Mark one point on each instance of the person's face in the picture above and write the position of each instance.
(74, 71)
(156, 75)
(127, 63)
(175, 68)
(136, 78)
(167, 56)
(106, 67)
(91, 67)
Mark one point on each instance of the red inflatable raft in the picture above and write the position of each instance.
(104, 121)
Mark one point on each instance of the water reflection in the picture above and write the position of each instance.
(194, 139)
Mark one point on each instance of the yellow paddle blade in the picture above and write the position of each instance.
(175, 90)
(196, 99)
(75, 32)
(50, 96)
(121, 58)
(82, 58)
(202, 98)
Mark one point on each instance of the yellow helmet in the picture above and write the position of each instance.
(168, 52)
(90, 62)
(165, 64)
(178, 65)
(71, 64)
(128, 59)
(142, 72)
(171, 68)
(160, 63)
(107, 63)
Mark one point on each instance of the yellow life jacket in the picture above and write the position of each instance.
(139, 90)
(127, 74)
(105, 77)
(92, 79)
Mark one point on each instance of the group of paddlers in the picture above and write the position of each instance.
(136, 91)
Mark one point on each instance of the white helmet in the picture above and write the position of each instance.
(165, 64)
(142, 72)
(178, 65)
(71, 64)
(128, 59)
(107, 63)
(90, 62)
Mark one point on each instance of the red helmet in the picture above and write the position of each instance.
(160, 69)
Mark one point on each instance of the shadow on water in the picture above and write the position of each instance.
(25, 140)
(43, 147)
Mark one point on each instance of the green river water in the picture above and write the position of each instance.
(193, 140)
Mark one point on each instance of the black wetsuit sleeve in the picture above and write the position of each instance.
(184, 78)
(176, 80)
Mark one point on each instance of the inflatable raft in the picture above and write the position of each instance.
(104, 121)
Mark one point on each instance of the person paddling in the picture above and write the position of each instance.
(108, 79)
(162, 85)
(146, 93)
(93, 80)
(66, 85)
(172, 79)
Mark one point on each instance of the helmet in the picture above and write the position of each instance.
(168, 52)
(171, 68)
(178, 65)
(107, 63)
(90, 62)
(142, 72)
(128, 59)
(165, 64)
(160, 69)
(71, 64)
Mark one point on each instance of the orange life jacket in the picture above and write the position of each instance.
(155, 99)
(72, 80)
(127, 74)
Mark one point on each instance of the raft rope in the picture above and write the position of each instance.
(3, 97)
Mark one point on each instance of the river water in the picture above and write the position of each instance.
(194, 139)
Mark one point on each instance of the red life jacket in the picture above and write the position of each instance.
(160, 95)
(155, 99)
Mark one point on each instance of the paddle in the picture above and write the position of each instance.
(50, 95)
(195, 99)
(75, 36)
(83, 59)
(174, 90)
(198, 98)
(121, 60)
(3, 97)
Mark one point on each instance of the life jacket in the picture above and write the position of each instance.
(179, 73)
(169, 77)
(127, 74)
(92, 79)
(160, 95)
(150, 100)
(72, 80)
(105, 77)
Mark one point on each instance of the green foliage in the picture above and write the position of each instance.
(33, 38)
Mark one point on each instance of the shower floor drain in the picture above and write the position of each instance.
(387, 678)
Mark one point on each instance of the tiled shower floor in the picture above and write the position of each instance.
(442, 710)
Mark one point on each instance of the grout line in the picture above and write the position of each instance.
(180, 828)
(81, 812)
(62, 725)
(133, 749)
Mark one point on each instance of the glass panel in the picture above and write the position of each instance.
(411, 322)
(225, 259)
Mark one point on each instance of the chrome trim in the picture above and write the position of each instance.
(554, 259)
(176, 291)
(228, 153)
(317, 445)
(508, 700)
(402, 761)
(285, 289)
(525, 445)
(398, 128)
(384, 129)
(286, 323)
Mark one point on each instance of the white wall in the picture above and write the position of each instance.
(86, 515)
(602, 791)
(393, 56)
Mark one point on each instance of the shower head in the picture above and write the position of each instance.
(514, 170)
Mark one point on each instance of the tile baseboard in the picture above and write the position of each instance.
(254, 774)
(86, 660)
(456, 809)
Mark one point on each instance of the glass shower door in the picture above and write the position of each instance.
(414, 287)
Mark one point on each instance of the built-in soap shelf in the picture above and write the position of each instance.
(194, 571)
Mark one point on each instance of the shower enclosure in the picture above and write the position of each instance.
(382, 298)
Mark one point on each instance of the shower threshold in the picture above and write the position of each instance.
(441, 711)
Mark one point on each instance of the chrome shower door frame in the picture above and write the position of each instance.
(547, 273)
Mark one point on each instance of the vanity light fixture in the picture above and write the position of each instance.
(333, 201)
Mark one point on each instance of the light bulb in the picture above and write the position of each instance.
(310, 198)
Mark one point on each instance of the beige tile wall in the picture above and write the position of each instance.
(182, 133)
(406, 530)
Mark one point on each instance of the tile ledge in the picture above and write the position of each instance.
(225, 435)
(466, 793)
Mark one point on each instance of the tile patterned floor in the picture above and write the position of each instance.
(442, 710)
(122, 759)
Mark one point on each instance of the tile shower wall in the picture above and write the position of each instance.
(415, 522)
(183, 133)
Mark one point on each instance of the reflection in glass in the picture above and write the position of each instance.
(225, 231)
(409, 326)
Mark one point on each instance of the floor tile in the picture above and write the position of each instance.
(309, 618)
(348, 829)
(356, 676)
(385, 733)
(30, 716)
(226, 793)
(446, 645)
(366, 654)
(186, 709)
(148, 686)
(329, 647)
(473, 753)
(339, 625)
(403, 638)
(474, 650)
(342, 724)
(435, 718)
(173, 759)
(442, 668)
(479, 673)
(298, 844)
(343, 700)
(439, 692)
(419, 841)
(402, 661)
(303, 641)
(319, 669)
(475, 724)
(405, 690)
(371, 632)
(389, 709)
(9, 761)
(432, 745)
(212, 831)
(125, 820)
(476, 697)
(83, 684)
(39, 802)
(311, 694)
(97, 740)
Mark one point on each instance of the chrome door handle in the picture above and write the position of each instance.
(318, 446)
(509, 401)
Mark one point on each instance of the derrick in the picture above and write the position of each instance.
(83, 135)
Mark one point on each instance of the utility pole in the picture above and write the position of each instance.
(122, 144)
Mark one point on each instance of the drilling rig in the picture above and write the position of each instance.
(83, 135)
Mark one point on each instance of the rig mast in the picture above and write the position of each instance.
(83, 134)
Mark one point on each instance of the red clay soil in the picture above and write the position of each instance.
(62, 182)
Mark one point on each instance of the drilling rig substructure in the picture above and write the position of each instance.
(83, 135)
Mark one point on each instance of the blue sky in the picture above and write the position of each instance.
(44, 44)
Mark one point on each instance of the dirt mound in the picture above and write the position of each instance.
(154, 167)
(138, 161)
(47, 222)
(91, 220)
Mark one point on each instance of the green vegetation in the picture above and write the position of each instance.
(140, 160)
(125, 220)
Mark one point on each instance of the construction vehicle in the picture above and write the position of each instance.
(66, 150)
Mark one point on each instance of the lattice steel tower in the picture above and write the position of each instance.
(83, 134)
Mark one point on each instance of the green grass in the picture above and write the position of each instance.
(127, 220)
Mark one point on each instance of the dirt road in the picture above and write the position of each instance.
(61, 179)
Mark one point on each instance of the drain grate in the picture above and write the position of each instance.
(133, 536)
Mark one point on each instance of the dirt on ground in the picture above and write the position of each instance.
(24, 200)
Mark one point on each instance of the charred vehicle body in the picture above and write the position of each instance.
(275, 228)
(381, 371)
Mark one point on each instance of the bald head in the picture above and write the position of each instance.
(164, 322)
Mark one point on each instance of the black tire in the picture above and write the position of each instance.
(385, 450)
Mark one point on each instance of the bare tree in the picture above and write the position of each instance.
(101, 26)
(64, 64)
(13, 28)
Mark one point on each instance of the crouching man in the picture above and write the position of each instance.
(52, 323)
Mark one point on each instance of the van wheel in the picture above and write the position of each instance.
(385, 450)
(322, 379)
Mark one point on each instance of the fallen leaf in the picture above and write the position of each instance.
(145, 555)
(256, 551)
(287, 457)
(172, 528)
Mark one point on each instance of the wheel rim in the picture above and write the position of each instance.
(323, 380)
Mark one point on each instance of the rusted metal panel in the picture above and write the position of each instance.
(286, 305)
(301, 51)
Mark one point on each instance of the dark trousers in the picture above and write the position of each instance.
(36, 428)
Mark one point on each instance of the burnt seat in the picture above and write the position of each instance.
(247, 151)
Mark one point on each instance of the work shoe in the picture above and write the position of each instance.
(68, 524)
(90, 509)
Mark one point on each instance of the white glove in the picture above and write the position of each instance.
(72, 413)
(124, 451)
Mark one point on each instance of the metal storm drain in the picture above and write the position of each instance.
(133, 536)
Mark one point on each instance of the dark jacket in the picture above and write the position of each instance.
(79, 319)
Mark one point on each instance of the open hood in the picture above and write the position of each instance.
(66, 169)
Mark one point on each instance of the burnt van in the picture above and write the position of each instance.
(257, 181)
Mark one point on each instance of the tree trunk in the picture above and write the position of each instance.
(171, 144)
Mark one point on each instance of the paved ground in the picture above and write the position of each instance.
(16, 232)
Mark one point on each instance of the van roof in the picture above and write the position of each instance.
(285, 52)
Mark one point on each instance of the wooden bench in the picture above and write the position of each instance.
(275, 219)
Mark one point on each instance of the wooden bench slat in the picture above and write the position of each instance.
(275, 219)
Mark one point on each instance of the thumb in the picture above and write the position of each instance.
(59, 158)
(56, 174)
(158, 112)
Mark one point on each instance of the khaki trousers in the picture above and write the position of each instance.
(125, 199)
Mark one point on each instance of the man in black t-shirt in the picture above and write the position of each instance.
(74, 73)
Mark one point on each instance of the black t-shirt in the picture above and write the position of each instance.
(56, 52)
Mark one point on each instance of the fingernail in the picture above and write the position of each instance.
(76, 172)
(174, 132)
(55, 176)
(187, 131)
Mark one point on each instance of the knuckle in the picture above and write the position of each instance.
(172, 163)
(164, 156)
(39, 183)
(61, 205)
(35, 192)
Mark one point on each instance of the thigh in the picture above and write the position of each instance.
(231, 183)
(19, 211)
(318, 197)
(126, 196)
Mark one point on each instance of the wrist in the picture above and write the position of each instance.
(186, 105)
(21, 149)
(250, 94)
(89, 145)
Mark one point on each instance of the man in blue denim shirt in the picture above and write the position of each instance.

___

What is needed: Set down, unchanged, the line that contains "Mark one point on each instance of the tree" together with every later line in the records, through the last one.

Expected answer:
Mark one point on each instance of the tree trunk in the picture above and write the position of each instance.
(171, 144)
Mark one point on each instance of the paved ground in the picture above and write the position of each instance.
(16, 232)
Mark one point on each instance of the van roof in the picture above and write the position of each instance.
(285, 52)
Mark one point on each instance of the wooden bench in the picture above and write the position of each instance.
(275, 219)
Mark one point on each instance of the wooden bench slat in the picture above and write the position of each instance.
(275, 219)
Mark one point on each instance of the thumb in the picture above and write the position of each instance.
(59, 158)
(56, 174)
(158, 112)
Mark one point on each instance of the khaki trousers in the picture above and write the position of each instance.
(125, 199)
Mark one point on each instance of the man in black t-shirt in the picture above and write the position of each instance.
(74, 73)
Mark one point on each instance of the black t-shirt in the picture above and write the position of each instance.
(56, 52)
Mark one point on each instance of the fingernail in the picture above and write the position of each instance.
(76, 172)
(174, 132)
(55, 176)
(187, 131)
Mark one point on each instance of the knuckle in the picture above and write the position of each instance.
(172, 163)
(164, 156)
(39, 183)
(61, 205)
(35, 192)
Mark one point on each instance of the thigh in the picture above and write the position of each instance.
(231, 183)
(19, 211)
(318, 197)
(126, 196)
Mark one point on each instance of the wrist in the picture above and write the position of each instance.
(186, 105)
(21, 149)
(250, 94)
(89, 145)
Mark one point on each instance of the man in blue denim shirt in the picture above and write the position of each instance.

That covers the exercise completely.